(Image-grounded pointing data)

#####

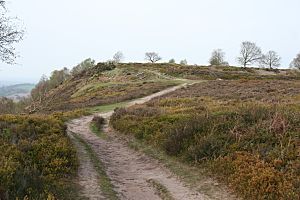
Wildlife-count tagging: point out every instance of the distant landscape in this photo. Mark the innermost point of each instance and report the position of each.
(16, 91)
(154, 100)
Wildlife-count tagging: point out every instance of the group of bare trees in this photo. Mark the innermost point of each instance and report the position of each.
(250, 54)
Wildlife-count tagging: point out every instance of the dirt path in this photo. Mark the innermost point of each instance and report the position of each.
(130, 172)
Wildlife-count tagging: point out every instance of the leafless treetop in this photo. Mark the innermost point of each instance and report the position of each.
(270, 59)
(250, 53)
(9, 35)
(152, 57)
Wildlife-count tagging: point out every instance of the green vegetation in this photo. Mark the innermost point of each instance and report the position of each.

#####

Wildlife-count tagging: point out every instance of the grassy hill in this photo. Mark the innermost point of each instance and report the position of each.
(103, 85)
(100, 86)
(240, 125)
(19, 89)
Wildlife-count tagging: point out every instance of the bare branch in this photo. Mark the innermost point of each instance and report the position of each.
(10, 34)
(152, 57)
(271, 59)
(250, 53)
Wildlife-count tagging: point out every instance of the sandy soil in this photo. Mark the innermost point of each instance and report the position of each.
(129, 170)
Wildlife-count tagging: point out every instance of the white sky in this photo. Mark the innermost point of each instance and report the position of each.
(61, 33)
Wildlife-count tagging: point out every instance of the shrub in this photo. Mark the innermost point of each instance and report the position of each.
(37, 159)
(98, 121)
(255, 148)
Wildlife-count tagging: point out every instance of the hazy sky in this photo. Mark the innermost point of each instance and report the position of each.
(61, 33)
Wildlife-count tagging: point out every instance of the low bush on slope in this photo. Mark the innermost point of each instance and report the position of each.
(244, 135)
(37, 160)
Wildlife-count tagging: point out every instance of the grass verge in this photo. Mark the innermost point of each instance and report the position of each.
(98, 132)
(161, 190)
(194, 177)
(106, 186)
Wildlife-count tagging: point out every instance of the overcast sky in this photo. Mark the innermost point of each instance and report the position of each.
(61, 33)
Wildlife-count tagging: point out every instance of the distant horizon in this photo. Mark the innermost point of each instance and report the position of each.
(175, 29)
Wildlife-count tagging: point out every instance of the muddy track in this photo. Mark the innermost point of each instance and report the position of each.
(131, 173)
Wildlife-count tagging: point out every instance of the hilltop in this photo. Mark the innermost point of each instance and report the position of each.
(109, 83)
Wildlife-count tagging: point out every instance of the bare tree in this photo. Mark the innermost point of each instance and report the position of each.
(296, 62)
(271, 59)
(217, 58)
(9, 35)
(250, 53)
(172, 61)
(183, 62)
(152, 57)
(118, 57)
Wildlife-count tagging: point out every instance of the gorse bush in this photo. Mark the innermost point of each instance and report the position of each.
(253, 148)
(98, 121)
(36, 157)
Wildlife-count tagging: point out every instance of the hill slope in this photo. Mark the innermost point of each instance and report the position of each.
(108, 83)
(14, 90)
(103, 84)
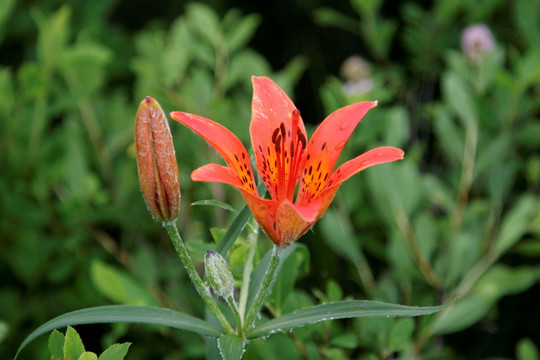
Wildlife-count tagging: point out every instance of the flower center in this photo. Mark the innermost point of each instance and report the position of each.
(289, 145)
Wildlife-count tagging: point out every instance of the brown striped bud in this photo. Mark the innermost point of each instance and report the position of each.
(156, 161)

#####

* [YOUR GOAL]
Please copy the lines in the records above between the one holding "Wildlife-count tagging: point out every instance of the group" and the one holding "Wildlife-count tagging: point out every instance of the green", inclusive, exactly and with no other line.

* [RESULT FOR THIS EXERCISE]
Wildlife-count tagging: point out every instance of the group of bare trees in this photo. Mark the innermost point of each instance and report the position of each.
(250, 54)
Wildlife-count tagging: point out every instance of the dirt path in this photo. Mark the innermost point of each instance and report the position of each.
(130, 172)
Wildlife-count tagging: point out every instance of the leafless treetop in this photo. Mark the innermost point of each instance and report the position of each.
(270, 59)
(250, 53)
(9, 35)
(152, 57)
Wildlife-count tagging: point out every instance of the green vegetation in this photo. Mark the innermost point of each instance and report the position of each.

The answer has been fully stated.